| TEXT EXCERPT |
══════

You can currently upload 20 media objects, pictures or video and the user then manipulates them in a light box style application. I hope that the potential is recognised here and more is made of this in the future. A media app of this sort is not new, we were using it on the Philips Entertaible a few years ago – but the open activity stands out clearly from the others.

It is early days and there is still much to learn about this type of medium in the classroom – I hope that the device I signed for in April will not be the same as the one I give back later this year. In the sense that it has evolved in light of current practice and the content/software has along with it.

Content is king, after all it is what you do with these tools that counts the most – learning needs to be put back squarely in the centre of the table.

29 comments

  1. Tanya Brusse’s response is very encouraging: I firmly believe that the only way platforms such as this will be successful is opening them up to developers to develop apps for them. Attempting to keep it all in house will only result in frustration and a failure to exploit its obvious potential.

══════

| EXERCISE SET |
[1] Condense the paragraph of the excerpt about the classroom device that begins "You can currently upload 20 media objects" into a short bulleted list that keeps its main facts.
[2] Copy the records below verbatim, from their first line through the line containing "top-left (486, 197), bottom-right (528, 240)", with both ends included.

══════

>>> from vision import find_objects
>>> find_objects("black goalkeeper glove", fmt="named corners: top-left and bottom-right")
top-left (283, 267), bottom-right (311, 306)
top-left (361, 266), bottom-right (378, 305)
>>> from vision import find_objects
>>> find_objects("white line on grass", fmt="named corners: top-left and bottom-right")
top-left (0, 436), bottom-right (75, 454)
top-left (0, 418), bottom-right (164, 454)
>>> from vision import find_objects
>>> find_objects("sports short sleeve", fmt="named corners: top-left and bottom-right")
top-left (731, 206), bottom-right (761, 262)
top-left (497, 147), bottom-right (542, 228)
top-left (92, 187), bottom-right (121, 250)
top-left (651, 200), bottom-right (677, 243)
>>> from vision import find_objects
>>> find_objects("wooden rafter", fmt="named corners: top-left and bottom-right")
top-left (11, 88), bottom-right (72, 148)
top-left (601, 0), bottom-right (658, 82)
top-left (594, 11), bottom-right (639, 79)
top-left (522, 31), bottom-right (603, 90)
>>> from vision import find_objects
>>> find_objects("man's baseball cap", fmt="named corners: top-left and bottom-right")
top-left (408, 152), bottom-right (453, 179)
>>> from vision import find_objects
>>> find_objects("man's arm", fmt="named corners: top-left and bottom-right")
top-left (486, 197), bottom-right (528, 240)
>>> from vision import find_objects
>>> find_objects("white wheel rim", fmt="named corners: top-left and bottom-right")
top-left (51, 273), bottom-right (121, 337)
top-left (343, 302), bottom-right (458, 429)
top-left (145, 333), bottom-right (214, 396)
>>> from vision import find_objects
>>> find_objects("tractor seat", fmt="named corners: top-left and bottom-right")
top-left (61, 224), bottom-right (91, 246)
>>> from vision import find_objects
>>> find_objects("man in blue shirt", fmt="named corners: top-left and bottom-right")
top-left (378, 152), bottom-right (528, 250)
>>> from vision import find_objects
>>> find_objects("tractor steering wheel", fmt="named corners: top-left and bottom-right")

══════

| TASK-BY-TASK OUTPUTS |
[1]
- Up to 20 media objects (pictures or video) can currently be uploaded.
- Users then manipulate them in a light box style application.
- The writer hopes this potential is recognised and expanded in the future.
- Such a media app is not new; it was used on the Philips Entertaible a few years ago.
- Even so, the open activity stands out clearly from the others.

[2]
>>> from vision import find_objects
>>> find_objects("black goalkeeper glove", fmt="named corners: top-left and bottom-right")
top-left (283, 267), bottom-right (311, 306)
top-left (361, 266), bottom-right (378, 305)
>>> from vision import find_objects
>>> find_objects("white line on grass", fmt="named corners: top-left and bottom-right")
top-left (0, 436), bottom-right (75, 454)
top-left (0, 418), bottom-right (164, 454)
>>> from vision import find_objects
>>> find_objects("sports short sleeve", fmt="named corners: top-left and bottom-right")
top-left (731, 206), bottom-right (761, 262)
top-left (497, 147), bottom-right (542, 228)
top-left (92, 187), bottom-right (121, 250)
top-left (651, 200), bottom-right (677, 243)
>>> from vision import find_objects
>>> find_objects("wooden rafter", fmt="named corners: top-left and bottom-right")
top-left (11, 88), bottom-right (72, 148)
top-left (601, 0), bottom-right (658, 82)
top-left (594, 11), bottom-right (639, 79)
top-left (522, 31), bottom-right (603, 90)
>>> from vision import find_objects
>>> find_objects("man's baseball cap", fmt="named corners: top-left and bottom-right")
top-left (408, 152), bottom-right (453, 179)
>>> from vision import find_objects
>>> find_objects("man's arm", fmt="named corners: top-left and bottom-right")
top-left (486, 197), bottom-right (528, 240)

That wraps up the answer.